* Begin SELECTED TEXT *

Earlier this year, some 111.5 million viewers watched as the Seattle Seahawks demolished the Denver Broncos 43 – 8, according to research company Nielson.
And that passion exists even before the Super Bowl takes place. Business Insider tells us 68,401 people turn up to every regular season game. Globally, that is easily the the largest average attendance for a sporting league.
The Super Bowl is Uncle Sam’s biggest sporting event, but for countless Americans, the real party is at home. Super Bowl Sunday is second only to Thanksgiving for food consumption in the US according to the Food Safety and Inspection Service, and the parties thrown on this special day are becoming almost as famous as the event itself.
The coin toss
Only in the country’s biggest NFL tournament could something as small as the initial coin toss become such a phenomena. This is the part where the teams – who represent the champions of the National Football Conference (NFC) and the American Football Conference (AFC) – figure out who gets to kick first and who receives. Even though the odds are essentially 50:50, and no evidence exists to suggest the team who picks correctly will take the game, the coin toss is one of the most popular bets in the Super Bowl. Then there are bets on the colour of the Gatorade dumped over the winning coach, how long the national anthem will last, and even whether or not the singer will mess up the national anthem.

* End SELECTED TEXT *

WHAT YOU WILL DO:
[1] Could you turn the paragraph in the Super Bowl text that begins "The Super Bowl is Uncle Sam's biggest sporting event" into a short bulleted list of its main facts?
[2] Would you quote the Super Bowl text word for word, from "And that passion" up to and including "the event itself."?

* Begin RECORDS SUPPLIED *

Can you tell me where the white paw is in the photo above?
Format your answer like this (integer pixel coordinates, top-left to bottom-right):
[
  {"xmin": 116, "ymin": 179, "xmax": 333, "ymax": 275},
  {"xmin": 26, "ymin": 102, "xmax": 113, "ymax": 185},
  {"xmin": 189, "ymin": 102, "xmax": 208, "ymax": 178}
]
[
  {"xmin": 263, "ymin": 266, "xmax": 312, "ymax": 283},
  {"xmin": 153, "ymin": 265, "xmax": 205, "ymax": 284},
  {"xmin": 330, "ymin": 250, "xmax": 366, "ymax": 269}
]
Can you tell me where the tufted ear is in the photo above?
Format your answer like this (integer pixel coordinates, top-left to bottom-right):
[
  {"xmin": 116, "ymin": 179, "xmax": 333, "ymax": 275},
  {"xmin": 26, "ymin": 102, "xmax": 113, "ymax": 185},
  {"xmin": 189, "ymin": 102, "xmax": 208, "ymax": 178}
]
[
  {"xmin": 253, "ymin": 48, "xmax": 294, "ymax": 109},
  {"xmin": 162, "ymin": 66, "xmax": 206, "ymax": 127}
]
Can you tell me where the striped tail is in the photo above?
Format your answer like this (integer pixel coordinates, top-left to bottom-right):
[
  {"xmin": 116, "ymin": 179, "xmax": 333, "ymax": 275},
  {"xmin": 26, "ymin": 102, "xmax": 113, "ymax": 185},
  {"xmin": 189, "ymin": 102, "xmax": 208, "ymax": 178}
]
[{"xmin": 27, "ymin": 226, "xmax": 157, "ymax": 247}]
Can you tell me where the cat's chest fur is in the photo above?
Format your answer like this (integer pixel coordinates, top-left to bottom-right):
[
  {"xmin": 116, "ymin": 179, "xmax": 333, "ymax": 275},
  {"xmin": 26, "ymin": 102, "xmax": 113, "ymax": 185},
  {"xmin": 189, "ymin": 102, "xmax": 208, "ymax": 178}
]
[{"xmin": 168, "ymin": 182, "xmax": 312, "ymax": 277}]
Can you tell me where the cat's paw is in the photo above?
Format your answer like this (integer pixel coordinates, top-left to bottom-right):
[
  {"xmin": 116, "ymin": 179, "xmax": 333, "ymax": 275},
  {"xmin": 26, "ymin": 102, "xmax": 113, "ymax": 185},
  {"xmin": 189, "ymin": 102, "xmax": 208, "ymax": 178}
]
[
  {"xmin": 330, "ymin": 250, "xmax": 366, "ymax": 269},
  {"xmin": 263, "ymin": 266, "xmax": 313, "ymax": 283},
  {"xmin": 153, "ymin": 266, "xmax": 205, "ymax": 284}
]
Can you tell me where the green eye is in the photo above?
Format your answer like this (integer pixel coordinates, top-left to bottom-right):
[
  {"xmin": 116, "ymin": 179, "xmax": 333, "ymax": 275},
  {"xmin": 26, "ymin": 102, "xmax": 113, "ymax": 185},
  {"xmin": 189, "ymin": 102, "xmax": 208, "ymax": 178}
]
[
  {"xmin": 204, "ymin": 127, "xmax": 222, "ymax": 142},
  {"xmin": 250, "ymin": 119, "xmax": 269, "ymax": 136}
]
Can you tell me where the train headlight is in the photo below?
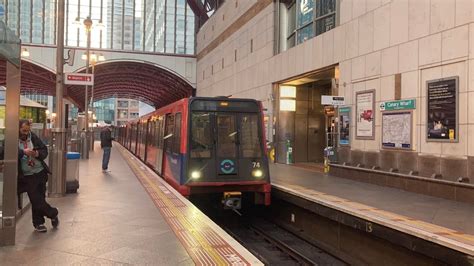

* End RECORDS SUPPLIED *

SOLVED TASKS:
[1]
- The Super Bowl is the biggest sporting event in the US, but for countless Americans the real party is at home.
- According to the Food Safety and Inspection Service, Super Bowl Sunday is second only to Thanksgiving for food consumption in the US.
- Parties thrown that day are becoming almost as famous as the event itself.

[2]
And that passion exists even before the Super Bowl takes place. Business Insider tells us 68,401 people turn up to every regular season game. Globally, that is easily the the largest average attendance for a sporting league.
The Super Bowl is Uncle Sam’s biggest sporting event, but for countless Americans, the real party is at home. Super Bowl Sunday is second only to Thanksgiving for food consumption in the US according to the Food Safety and Inspection Service, and the parties thrown on this special day are becoming almost as famous as the event itself.